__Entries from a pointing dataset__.
● ● ● ●
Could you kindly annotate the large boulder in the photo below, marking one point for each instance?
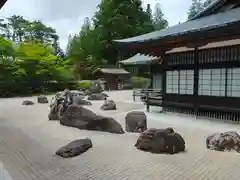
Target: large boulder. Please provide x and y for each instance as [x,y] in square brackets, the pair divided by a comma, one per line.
[79,101]
[27,102]
[160,141]
[95,87]
[95,97]
[227,141]
[109,105]
[53,114]
[74,148]
[42,99]
[136,121]
[82,118]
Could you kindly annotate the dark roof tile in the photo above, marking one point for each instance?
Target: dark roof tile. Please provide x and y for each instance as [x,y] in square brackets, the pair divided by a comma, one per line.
[205,23]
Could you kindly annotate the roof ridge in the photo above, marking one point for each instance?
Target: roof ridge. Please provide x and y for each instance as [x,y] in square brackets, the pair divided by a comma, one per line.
[215,5]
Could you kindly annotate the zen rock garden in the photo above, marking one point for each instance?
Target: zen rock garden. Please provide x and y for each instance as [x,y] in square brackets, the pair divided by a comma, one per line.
[70,108]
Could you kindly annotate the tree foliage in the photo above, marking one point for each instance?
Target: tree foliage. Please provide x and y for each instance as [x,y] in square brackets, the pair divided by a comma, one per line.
[158,18]
[31,57]
[27,57]
[197,6]
[93,45]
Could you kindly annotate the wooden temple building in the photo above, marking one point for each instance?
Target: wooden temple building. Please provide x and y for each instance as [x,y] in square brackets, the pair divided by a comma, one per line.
[2,2]
[200,69]
[140,64]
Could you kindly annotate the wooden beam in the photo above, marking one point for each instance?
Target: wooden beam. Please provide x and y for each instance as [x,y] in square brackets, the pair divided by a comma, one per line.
[158,47]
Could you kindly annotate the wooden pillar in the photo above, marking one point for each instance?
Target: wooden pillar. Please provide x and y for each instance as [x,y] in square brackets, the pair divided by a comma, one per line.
[195,82]
[151,76]
[119,57]
[164,80]
[164,75]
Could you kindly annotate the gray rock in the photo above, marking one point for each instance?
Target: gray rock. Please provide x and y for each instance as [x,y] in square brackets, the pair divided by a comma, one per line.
[136,121]
[95,97]
[27,102]
[53,115]
[227,141]
[160,141]
[109,105]
[95,87]
[79,101]
[42,99]
[82,118]
[74,148]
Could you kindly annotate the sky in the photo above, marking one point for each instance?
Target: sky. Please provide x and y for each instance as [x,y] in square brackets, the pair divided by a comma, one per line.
[67,16]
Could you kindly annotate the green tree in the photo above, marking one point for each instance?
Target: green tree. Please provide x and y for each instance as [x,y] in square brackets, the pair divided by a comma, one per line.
[83,50]
[196,7]
[208,2]
[158,18]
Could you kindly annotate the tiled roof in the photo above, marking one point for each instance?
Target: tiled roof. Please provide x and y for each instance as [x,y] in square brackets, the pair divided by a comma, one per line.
[206,23]
[139,59]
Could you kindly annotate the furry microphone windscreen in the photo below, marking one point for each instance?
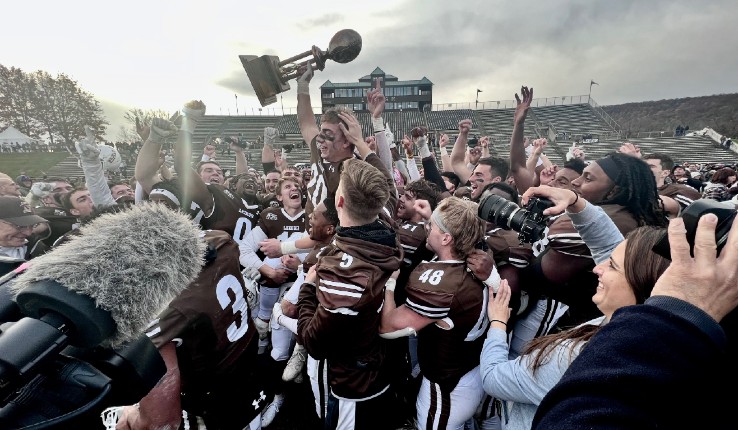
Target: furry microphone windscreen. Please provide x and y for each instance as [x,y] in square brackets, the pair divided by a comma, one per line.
[132,263]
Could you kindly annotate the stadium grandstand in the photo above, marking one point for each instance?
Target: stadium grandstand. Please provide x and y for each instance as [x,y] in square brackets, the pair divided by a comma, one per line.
[562,120]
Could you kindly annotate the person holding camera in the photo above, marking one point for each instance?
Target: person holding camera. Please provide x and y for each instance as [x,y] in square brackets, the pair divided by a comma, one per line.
[661,352]
[626,272]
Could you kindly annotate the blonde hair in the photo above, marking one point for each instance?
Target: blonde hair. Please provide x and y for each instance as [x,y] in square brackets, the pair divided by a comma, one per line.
[364,189]
[460,220]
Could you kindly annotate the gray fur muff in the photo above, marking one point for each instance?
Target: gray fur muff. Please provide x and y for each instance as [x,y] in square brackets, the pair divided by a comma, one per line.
[132,263]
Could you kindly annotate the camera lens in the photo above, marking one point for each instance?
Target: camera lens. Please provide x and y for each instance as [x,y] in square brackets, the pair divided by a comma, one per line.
[498,210]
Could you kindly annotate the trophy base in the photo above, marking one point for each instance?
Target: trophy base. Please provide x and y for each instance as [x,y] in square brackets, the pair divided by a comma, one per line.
[265,77]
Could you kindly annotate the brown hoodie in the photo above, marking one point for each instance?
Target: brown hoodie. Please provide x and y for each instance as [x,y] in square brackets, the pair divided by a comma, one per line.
[339,317]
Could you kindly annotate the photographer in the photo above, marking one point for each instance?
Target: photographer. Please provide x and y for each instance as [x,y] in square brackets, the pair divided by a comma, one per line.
[625,188]
[666,350]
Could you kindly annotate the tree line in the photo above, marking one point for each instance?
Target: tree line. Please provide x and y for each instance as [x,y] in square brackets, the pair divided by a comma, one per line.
[41,105]
[719,112]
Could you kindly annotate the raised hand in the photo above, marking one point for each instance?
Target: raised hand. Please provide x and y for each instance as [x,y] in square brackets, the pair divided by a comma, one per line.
[270,248]
[465,126]
[628,148]
[539,145]
[443,140]
[408,144]
[209,150]
[192,112]
[560,197]
[375,99]
[87,147]
[161,129]
[142,130]
[498,307]
[548,174]
[578,153]
[521,109]
[270,135]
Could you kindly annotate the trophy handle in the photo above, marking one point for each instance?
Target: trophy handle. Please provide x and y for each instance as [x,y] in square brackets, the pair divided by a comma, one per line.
[289,70]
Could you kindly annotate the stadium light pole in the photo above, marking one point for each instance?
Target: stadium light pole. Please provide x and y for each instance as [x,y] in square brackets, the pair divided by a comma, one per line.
[589,96]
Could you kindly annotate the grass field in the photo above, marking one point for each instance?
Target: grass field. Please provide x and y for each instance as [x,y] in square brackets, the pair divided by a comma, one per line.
[32,164]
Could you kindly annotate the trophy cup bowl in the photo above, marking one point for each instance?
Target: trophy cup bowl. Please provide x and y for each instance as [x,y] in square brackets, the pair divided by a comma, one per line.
[269,76]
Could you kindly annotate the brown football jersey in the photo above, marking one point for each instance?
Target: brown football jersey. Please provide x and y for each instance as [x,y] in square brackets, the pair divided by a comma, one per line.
[231,214]
[277,224]
[507,249]
[339,318]
[209,321]
[445,291]
[683,194]
[412,239]
[324,179]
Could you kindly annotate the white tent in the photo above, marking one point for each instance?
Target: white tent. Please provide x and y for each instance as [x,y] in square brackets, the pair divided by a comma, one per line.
[12,135]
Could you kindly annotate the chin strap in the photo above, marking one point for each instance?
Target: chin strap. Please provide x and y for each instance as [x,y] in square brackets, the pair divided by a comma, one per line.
[407,331]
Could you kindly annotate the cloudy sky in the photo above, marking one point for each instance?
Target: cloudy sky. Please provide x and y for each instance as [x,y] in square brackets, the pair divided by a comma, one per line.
[157,54]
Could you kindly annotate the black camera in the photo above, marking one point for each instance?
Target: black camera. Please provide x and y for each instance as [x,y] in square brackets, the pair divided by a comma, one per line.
[691,216]
[235,141]
[530,223]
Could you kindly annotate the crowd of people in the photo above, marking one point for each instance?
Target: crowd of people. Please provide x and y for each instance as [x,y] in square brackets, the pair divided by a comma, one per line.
[414,295]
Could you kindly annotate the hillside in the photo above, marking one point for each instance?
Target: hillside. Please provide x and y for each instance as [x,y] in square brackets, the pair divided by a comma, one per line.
[719,112]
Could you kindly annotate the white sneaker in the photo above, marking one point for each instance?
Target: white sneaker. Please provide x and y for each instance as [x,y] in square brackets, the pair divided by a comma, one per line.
[262,327]
[295,364]
[271,410]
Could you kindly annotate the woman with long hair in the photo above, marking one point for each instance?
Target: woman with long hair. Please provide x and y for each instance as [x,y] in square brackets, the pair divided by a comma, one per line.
[626,275]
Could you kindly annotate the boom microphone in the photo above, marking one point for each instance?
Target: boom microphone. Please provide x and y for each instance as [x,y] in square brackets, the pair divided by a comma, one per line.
[131,264]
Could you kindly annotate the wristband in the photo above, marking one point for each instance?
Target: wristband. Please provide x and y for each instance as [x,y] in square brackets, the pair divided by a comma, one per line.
[493,280]
[288,248]
[303,88]
[378,124]
[423,150]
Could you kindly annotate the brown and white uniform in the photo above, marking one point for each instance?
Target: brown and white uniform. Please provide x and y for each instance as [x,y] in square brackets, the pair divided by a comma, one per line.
[449,350]
[216,341]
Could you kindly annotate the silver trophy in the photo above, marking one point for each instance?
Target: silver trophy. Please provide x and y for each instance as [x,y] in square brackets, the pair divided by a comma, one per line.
[269,75]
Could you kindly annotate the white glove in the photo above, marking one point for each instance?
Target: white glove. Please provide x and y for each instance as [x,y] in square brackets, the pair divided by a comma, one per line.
[191,114]
[270,135]
[42,189]
[86,147]
[161,129]
[277,311]
[422,143]
[303,82]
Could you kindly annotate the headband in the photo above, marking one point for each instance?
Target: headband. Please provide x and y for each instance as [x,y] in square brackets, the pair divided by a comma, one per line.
[437,219]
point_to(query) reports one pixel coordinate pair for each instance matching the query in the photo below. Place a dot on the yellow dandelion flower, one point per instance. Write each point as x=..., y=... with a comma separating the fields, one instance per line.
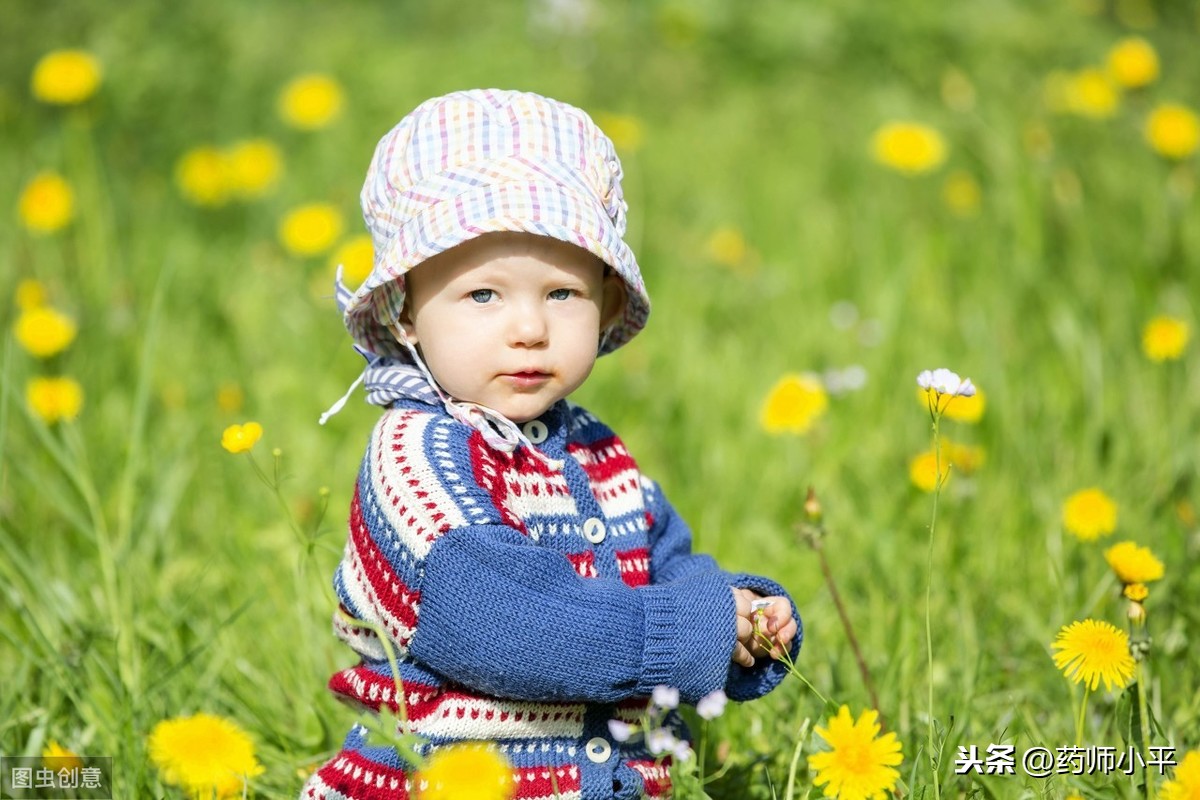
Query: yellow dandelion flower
x=961, y=194
x=240, y=438
x=1090, y=513
x=1133, y=564
x=727, y=246
x=1185, y=785
x=1164, y=338
x=205, y=755
x=1173, y=131
x=965, y=458
x=57, y=757
x=466, y=773
x=43, y=331
x=909, y=148
x=1089, y=92
x=46, y=204
x=311, y=102
x=253, y=168
x=624, y=130
x=65, y=77
x=1133, y=62
x=311, y=229
x=859, y=764
x=923, y=470
x=793, y=404
x=229, y=397
x=30, y=294
x=54, y=400
x=357, y=257
x=1135, y=591
x=203, y=175
x=1093, y=650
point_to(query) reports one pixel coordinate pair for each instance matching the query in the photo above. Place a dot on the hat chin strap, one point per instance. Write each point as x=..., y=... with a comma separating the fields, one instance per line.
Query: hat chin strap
x=497, y=429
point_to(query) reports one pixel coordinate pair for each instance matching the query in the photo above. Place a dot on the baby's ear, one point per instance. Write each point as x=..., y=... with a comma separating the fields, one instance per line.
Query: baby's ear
x=613, y=299
x=403, y=328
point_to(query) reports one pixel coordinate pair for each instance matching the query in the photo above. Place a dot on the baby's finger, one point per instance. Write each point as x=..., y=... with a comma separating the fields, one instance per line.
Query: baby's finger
x=786, y=633
x=784, y=641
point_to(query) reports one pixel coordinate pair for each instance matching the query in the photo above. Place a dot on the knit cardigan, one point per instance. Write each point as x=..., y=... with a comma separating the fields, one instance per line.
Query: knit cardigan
x=527, y=601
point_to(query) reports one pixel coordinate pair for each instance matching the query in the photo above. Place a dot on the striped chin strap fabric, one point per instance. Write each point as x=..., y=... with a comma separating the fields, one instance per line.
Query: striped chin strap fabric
x=387, y=380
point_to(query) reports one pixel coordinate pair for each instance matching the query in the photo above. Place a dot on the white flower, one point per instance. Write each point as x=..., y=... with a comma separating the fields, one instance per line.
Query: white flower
x=712, y=705
x=665, y=697
x=621, y=731
x=660, y=740
x=943, y=382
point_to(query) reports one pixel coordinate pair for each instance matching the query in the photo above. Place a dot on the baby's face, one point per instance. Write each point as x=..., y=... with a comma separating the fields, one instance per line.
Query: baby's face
x=510, y=320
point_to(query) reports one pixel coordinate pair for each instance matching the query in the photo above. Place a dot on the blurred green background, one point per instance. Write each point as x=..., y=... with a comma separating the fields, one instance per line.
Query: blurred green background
x=147, y=573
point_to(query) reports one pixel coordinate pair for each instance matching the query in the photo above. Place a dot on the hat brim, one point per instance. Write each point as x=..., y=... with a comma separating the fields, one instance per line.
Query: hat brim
x=538, y=208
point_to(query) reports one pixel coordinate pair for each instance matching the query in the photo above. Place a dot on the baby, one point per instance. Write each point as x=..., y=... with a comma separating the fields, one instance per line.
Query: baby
x=531, y=583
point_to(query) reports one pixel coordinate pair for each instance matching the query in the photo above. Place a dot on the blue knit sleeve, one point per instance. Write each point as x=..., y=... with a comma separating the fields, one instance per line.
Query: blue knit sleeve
x=671, y=559
x=515, y=620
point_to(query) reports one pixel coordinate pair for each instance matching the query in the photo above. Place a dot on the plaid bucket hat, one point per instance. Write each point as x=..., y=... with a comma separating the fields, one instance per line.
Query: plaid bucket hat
x=485, y=161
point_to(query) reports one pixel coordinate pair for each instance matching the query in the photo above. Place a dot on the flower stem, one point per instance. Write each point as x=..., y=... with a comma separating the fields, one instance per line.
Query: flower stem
x=1144, y=731
x=850, y=630
x=796, y=759
x=1083, y=716
x=935, y=413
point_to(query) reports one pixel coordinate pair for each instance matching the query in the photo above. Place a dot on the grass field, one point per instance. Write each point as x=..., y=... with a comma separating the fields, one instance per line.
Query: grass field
x=147, y=573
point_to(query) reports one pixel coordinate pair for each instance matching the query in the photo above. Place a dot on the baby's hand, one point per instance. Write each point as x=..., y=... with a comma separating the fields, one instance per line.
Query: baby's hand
x=772, y=625
x=742, y=650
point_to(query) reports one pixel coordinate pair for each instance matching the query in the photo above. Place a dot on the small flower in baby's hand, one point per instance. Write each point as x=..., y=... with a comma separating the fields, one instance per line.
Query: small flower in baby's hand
x=241, y=438
x=665, y=697
x=712, y=705
x=619, y=731
x=943, y=382
x=660, y=741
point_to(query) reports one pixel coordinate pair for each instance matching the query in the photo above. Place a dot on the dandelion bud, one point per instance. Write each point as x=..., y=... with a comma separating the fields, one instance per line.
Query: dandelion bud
x=813, y=506
x=1137, y=591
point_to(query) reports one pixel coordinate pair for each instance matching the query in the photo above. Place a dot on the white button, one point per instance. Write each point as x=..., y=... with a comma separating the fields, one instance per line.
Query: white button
x=535, y=431
x=594, y=530
x=598, y=750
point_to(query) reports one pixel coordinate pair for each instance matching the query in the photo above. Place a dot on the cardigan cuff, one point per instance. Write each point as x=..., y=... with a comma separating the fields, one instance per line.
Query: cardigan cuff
x=690, y=632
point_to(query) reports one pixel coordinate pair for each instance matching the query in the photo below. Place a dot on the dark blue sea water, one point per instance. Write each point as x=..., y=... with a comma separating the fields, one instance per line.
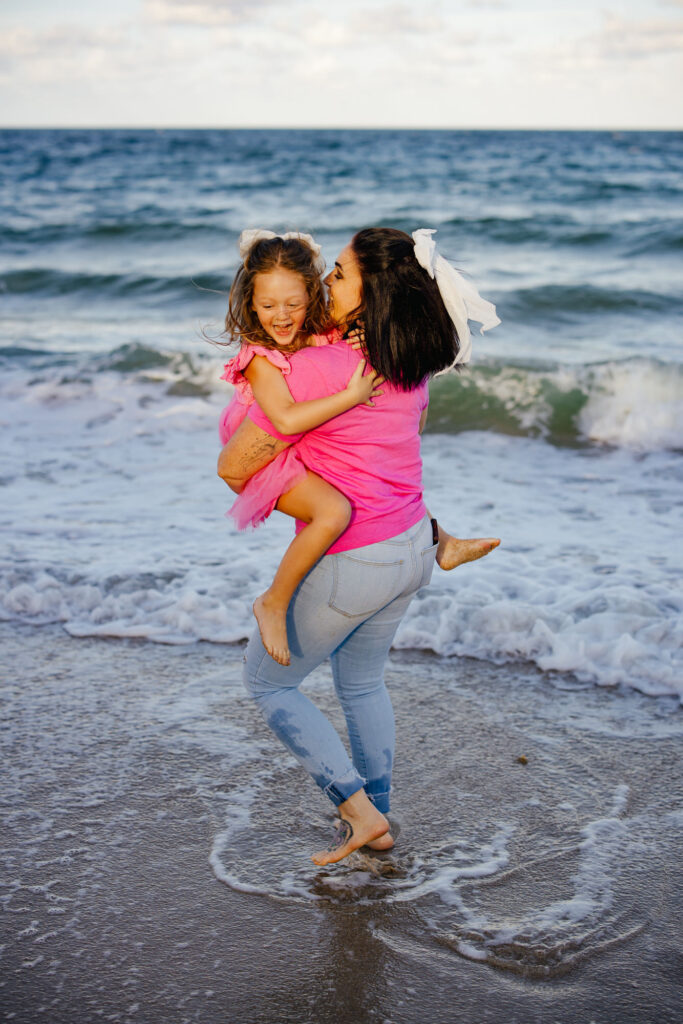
● ● ● ●
__Stated problem__.
Reproduce word for word the lines of the listing that begin with the line containing "white flower, one" and run through the line containing "x=538, y=208". Include both of those lines.

__Solution to this task__.
point_to(query) reports one pixel coordinate pair for each instance matching the query in the photo above. Place a dot on the white flower, one point per instance. Write each point as x=..., y=... with a comma separating the fields, one instance per line.
Query: white flower
x=712, y=705
x=665, y=697
x=621, y=731
x=660, y=740
x=943, y=382
point_to(query) reports one pixel coordinate pair for each instance matching the query in the photo above. Place a dot on the baby's face, one point per instance. Write each point as x=..., y=... with a comma separating the fields, one instance per line.
Query: baby's face
x=510, y=320
point_to(query) reports one pixel coordinate pair for each instance matching the query in the photo above. Place a dot on the blurred green background, one point per instance. Write each point as x=..., y=... with a comma separating the fields, one instance per line.
Query: blurred green background
x=147, y=573
point_to(query) reports one pixel coordinate pair for each instance matching the query in the photo above. Place a dot on the hat brim, one point per instance. Write each point as x=..., y=... with a comma separating the fields, one instance per line.
Query: hat brim
x=538, y=208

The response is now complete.